:: What this task involves ::
Show each line from the rows below that contains the word "stadium", copied in full.

Records from a data source:
┄┄┄┄┄┄
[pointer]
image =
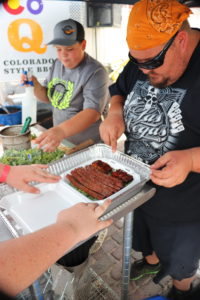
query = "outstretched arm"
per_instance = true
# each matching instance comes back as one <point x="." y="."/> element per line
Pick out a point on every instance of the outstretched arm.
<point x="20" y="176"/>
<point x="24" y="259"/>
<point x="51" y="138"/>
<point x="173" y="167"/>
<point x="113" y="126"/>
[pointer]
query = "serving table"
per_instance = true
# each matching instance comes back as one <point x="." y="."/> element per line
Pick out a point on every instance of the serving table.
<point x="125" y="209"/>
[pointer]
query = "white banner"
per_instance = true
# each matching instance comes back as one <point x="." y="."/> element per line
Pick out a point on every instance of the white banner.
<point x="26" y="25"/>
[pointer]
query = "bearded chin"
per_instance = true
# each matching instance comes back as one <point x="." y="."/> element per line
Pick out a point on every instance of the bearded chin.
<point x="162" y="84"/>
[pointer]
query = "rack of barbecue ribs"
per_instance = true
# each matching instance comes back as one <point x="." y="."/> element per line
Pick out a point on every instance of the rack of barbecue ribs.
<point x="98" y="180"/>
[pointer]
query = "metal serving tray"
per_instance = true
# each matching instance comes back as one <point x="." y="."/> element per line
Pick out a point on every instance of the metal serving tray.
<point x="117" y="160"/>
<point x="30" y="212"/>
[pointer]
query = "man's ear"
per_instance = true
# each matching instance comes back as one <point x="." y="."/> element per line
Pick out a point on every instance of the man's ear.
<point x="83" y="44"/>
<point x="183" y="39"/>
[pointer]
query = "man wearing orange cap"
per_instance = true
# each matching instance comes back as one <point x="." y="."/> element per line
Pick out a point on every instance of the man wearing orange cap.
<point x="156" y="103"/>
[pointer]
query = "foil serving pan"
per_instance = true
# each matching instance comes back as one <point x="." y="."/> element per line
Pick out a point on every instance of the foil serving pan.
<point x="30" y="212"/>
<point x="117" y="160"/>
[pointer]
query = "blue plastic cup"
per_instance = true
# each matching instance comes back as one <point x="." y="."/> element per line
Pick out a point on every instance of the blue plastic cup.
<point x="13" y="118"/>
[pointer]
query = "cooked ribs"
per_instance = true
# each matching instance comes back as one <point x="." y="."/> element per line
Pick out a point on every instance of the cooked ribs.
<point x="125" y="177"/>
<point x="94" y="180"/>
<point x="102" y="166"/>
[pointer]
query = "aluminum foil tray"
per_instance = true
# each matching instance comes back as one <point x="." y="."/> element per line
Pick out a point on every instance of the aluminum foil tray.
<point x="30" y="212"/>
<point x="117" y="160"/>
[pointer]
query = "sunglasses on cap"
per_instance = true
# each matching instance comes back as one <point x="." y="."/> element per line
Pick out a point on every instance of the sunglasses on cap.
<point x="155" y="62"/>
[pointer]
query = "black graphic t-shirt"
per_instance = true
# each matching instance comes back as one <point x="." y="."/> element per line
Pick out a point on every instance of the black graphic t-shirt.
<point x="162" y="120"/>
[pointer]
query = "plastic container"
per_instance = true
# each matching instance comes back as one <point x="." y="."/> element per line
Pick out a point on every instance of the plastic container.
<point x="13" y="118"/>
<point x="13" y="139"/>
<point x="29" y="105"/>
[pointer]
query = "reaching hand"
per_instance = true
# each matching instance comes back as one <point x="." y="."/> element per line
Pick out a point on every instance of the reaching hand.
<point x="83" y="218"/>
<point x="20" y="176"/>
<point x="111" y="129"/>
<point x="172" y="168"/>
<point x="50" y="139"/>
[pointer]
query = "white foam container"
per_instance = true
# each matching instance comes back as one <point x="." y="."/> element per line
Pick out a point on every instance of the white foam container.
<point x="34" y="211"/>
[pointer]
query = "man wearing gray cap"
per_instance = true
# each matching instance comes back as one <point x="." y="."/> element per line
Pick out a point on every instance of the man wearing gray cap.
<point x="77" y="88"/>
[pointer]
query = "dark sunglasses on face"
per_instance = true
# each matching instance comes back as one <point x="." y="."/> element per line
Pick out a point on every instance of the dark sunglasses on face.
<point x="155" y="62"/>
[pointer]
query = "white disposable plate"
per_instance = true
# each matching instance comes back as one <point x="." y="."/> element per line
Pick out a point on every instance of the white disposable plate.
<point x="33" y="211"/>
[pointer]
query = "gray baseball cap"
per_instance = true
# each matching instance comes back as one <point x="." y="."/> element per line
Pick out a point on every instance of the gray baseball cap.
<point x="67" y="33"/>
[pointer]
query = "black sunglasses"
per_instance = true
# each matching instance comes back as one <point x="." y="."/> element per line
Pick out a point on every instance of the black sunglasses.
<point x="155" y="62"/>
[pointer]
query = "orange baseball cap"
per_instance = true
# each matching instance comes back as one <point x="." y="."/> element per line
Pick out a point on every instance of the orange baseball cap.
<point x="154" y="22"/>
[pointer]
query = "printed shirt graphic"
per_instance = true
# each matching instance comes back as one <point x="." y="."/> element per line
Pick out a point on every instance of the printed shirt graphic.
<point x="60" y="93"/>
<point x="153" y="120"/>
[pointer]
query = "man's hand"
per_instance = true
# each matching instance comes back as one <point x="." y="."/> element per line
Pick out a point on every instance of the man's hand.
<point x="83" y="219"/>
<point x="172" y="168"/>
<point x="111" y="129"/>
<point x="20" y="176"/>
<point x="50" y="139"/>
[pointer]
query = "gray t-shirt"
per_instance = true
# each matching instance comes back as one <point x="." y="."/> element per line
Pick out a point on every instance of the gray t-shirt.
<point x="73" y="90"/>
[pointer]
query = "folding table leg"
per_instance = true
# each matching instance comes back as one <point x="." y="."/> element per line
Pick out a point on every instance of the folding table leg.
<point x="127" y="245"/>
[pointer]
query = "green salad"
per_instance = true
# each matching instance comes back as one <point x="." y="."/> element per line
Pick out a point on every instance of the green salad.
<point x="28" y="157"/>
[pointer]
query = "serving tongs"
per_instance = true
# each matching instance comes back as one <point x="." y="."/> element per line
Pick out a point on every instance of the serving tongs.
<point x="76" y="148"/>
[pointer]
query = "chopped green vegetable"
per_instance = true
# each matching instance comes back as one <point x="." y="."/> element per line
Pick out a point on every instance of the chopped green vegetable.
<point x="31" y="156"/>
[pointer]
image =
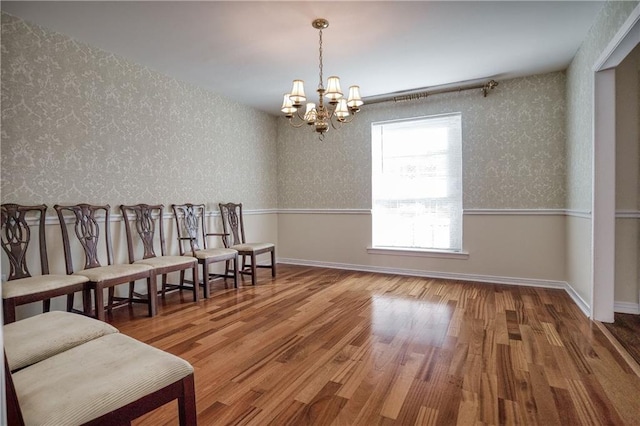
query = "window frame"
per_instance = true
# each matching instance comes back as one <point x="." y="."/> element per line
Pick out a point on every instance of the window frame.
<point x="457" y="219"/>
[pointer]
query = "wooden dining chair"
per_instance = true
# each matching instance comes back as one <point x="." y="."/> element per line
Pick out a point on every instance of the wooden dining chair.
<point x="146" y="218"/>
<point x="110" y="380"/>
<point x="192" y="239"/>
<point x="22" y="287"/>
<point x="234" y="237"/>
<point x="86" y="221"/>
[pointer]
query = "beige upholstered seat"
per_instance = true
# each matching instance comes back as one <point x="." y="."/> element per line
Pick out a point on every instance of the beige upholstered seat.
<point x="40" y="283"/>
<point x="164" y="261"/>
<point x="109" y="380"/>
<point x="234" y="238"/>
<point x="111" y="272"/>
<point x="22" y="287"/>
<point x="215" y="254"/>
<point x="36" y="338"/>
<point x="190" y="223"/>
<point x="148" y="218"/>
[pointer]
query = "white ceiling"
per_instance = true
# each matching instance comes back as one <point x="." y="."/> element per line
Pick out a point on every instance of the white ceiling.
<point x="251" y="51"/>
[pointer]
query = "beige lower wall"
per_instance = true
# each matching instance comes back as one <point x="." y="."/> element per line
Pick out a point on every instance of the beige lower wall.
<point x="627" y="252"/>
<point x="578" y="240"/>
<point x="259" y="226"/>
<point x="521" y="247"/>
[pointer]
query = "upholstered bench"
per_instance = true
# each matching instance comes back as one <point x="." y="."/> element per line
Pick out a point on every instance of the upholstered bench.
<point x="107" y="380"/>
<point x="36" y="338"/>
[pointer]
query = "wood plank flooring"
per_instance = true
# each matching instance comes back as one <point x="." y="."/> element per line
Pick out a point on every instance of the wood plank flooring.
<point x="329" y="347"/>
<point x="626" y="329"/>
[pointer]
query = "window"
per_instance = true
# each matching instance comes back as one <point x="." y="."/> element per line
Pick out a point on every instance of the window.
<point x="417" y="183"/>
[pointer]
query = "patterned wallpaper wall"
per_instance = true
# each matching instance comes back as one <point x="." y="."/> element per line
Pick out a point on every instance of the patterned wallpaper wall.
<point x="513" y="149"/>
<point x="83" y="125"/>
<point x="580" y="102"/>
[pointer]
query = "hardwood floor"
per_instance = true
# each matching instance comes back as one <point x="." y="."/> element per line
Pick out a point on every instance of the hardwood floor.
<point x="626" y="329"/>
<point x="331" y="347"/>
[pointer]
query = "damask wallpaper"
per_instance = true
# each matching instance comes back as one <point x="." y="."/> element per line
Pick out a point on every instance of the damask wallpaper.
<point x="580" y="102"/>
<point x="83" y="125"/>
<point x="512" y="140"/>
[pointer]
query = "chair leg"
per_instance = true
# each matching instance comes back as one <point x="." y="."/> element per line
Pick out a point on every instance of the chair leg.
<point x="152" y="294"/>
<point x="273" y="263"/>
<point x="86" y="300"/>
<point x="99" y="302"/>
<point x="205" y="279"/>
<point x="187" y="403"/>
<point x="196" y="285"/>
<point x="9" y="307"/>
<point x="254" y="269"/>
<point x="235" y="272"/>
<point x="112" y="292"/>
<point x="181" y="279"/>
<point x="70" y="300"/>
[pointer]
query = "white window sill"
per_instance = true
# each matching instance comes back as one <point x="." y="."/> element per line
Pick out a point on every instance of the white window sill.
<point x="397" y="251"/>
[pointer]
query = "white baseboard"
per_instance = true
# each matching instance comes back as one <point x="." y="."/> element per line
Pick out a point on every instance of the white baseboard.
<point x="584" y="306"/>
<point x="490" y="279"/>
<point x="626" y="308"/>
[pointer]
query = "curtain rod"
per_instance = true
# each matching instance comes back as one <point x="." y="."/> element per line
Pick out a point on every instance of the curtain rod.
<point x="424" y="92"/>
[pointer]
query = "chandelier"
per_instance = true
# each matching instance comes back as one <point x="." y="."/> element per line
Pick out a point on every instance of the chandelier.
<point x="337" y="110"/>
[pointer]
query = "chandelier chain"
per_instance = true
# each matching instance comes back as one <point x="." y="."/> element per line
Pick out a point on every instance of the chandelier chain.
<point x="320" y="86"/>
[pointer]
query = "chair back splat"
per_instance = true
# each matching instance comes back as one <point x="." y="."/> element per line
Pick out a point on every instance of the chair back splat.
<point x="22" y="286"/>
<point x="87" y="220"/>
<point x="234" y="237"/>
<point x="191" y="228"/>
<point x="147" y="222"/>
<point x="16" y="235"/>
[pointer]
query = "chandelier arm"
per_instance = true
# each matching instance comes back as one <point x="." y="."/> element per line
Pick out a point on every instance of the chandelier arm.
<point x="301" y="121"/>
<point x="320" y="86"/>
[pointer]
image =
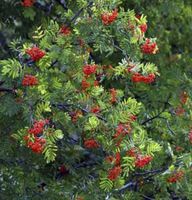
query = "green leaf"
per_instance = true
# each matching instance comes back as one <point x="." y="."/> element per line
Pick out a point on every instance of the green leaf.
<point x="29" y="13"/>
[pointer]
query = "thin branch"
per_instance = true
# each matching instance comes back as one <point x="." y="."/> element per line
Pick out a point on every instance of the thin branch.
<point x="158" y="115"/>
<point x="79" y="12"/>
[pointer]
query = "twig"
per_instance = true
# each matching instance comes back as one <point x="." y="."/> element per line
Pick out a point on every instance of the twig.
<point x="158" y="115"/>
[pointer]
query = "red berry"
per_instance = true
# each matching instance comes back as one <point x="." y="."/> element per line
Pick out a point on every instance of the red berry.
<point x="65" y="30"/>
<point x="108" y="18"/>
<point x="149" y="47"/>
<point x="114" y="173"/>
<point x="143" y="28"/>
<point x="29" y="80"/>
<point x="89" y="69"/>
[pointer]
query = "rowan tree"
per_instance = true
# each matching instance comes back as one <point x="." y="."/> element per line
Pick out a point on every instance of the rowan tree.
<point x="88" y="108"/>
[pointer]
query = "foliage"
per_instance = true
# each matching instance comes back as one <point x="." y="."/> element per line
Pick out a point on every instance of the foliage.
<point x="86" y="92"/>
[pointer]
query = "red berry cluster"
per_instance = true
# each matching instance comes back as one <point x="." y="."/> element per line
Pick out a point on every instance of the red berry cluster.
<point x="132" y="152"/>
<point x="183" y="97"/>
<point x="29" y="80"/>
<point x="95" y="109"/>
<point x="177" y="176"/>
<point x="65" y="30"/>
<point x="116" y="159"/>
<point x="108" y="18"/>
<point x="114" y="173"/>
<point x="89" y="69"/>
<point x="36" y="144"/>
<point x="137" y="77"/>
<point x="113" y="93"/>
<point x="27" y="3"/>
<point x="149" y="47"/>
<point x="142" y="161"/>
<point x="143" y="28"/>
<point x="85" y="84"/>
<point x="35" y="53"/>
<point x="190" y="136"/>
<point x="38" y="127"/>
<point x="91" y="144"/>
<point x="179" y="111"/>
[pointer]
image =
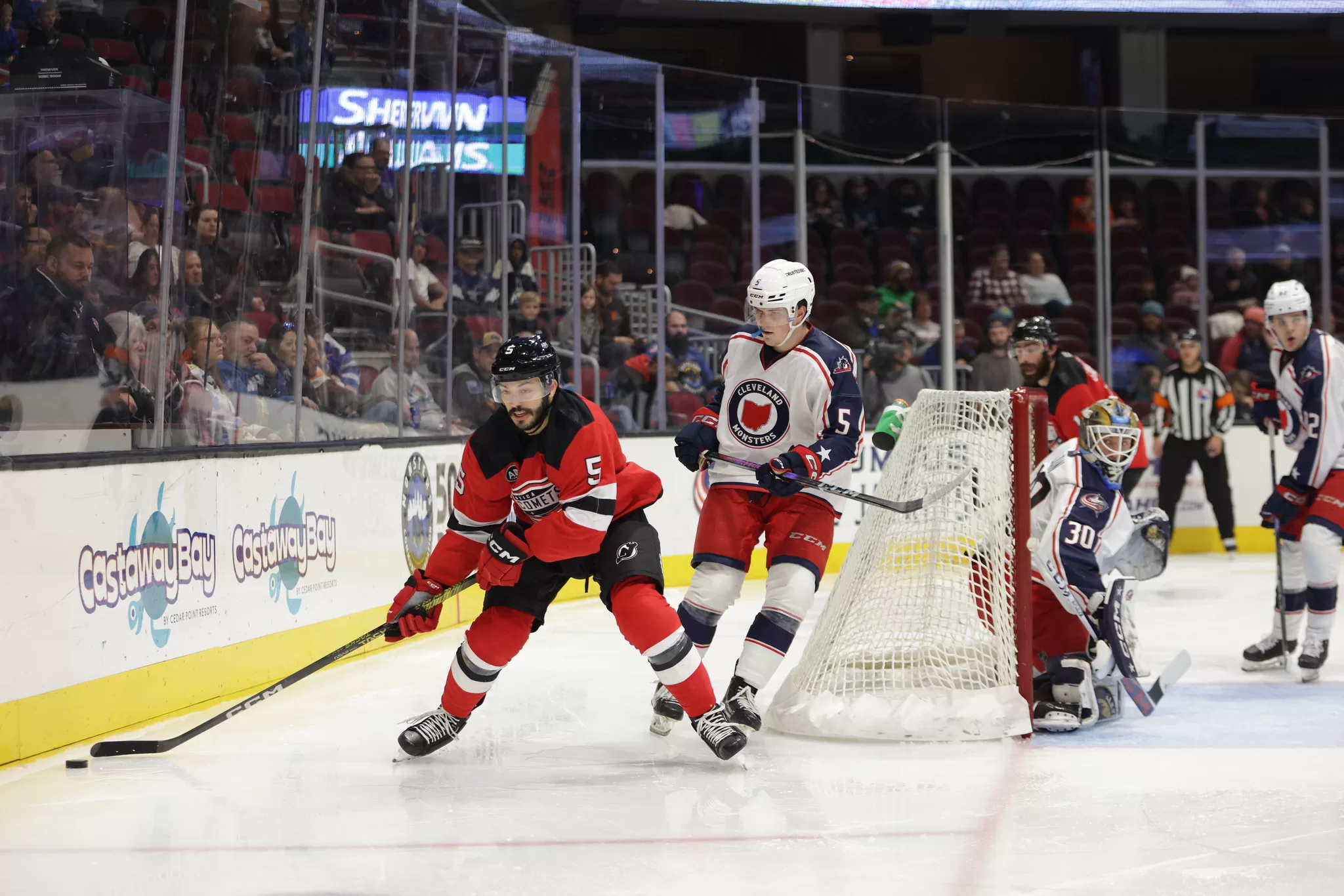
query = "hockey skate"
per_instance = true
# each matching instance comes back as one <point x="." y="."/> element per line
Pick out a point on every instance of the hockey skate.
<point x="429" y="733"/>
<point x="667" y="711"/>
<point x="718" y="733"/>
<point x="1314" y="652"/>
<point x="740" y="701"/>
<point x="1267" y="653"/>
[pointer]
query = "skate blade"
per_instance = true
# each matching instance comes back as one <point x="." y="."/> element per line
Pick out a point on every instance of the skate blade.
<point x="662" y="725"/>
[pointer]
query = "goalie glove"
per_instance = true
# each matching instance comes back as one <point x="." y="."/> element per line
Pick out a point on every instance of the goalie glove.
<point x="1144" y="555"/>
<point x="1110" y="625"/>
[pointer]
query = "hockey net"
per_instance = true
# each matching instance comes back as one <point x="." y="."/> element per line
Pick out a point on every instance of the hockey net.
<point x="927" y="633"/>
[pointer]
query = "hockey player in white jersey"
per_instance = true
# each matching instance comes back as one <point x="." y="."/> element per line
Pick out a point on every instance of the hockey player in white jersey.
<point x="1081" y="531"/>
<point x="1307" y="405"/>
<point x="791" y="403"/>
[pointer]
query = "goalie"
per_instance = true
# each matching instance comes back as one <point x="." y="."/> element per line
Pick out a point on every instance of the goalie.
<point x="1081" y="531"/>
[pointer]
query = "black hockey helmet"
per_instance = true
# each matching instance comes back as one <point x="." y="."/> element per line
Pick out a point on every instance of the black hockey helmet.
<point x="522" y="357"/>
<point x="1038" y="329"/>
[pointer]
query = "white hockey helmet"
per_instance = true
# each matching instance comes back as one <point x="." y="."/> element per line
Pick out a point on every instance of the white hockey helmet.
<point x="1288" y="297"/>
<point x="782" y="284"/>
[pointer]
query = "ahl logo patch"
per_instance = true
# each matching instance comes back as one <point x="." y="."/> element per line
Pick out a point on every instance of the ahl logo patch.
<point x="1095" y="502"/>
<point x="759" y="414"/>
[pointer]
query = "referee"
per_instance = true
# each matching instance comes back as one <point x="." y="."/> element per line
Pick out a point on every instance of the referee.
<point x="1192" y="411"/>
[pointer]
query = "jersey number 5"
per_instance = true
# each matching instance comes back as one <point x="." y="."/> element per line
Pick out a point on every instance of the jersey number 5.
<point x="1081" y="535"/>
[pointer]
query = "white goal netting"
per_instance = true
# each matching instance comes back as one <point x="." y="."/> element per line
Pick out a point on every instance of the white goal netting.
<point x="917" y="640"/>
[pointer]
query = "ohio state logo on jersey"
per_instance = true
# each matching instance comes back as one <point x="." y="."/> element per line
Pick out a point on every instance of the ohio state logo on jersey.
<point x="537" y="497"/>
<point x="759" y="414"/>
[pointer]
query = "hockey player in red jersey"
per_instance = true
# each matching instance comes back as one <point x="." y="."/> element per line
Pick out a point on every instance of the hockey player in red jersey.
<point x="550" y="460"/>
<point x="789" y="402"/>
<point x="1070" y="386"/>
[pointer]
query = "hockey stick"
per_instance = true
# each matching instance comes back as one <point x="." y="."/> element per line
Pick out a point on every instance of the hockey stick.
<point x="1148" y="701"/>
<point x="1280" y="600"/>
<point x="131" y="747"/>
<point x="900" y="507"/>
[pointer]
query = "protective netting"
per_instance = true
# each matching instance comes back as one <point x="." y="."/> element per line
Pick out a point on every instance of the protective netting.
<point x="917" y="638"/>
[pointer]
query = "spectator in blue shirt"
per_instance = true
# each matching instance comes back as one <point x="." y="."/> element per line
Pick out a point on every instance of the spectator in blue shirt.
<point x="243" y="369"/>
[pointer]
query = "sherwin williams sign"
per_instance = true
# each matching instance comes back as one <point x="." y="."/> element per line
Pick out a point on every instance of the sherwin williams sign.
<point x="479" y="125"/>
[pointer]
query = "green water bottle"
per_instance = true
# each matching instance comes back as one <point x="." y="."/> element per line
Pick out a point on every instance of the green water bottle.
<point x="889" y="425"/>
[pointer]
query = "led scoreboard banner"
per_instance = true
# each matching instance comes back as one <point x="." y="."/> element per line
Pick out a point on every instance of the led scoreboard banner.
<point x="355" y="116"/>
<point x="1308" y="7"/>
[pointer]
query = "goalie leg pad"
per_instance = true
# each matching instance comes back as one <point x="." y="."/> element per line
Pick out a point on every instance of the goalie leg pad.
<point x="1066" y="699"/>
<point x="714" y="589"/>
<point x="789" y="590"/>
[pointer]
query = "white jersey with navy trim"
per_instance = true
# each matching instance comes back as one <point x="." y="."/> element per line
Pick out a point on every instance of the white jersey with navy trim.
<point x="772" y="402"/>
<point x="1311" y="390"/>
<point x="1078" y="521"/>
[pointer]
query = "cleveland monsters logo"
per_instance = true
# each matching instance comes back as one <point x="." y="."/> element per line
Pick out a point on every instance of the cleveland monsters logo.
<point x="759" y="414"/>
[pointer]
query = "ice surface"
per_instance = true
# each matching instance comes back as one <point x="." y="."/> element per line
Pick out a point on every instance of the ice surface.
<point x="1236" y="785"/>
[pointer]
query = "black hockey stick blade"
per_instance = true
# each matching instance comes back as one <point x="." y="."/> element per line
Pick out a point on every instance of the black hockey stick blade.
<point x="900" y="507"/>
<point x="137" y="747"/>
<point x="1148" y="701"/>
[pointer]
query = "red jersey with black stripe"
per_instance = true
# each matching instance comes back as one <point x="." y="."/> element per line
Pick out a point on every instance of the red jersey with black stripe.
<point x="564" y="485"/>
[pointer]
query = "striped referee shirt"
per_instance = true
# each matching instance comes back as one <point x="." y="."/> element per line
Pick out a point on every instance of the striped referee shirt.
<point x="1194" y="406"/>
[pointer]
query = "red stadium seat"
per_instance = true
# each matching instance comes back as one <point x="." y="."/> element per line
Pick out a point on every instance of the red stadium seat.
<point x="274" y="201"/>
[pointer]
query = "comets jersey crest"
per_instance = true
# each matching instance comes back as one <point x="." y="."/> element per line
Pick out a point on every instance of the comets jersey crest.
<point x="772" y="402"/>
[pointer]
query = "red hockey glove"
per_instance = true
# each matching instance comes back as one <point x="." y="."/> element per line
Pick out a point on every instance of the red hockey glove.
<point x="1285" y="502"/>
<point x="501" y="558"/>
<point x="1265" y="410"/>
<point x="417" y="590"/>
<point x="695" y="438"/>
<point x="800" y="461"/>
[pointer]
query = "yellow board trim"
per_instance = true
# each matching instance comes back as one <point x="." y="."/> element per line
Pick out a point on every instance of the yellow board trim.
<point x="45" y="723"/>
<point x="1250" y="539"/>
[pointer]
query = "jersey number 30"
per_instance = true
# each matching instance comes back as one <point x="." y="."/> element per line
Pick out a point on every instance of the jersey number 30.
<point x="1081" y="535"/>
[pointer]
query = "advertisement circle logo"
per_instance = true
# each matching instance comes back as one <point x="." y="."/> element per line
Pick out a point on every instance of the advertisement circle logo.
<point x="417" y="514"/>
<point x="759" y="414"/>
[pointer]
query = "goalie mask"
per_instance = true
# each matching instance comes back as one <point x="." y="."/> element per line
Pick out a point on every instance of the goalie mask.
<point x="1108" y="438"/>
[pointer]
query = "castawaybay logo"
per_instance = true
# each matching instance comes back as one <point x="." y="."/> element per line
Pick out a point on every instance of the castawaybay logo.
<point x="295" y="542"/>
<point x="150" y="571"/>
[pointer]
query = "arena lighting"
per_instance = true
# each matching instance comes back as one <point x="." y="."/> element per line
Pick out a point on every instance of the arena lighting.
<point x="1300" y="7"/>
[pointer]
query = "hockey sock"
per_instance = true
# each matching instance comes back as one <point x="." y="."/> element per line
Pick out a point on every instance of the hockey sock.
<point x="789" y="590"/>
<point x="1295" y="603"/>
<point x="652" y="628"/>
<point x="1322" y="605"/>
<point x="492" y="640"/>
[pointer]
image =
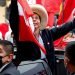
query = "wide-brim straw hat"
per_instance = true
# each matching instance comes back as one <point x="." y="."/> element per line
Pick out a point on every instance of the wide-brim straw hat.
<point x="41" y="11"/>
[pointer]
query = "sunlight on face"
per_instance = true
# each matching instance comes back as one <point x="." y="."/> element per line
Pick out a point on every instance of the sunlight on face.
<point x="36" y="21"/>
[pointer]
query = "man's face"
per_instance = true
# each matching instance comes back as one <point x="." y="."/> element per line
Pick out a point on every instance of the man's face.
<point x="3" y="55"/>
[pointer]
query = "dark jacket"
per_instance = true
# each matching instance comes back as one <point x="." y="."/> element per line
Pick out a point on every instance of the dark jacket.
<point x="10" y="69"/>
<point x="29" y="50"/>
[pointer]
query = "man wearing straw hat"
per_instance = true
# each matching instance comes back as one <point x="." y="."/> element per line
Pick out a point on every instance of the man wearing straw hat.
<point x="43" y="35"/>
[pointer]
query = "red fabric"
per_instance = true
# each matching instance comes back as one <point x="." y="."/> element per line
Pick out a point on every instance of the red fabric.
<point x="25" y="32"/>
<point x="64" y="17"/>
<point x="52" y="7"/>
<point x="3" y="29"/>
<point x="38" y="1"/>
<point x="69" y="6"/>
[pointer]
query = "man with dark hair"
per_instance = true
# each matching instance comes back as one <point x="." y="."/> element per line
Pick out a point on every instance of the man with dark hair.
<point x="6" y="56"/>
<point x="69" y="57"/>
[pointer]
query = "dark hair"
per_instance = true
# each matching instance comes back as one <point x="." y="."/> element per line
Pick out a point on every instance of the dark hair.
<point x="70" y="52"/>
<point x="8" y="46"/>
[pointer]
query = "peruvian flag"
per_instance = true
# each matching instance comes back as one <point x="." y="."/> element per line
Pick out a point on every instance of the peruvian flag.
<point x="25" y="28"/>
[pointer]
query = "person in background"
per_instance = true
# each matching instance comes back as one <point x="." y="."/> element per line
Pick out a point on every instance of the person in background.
┄┄┄┄┄┄
:: Response ::
query = "red stadium seat"
Pick out a point on every instance of the red stadium seat.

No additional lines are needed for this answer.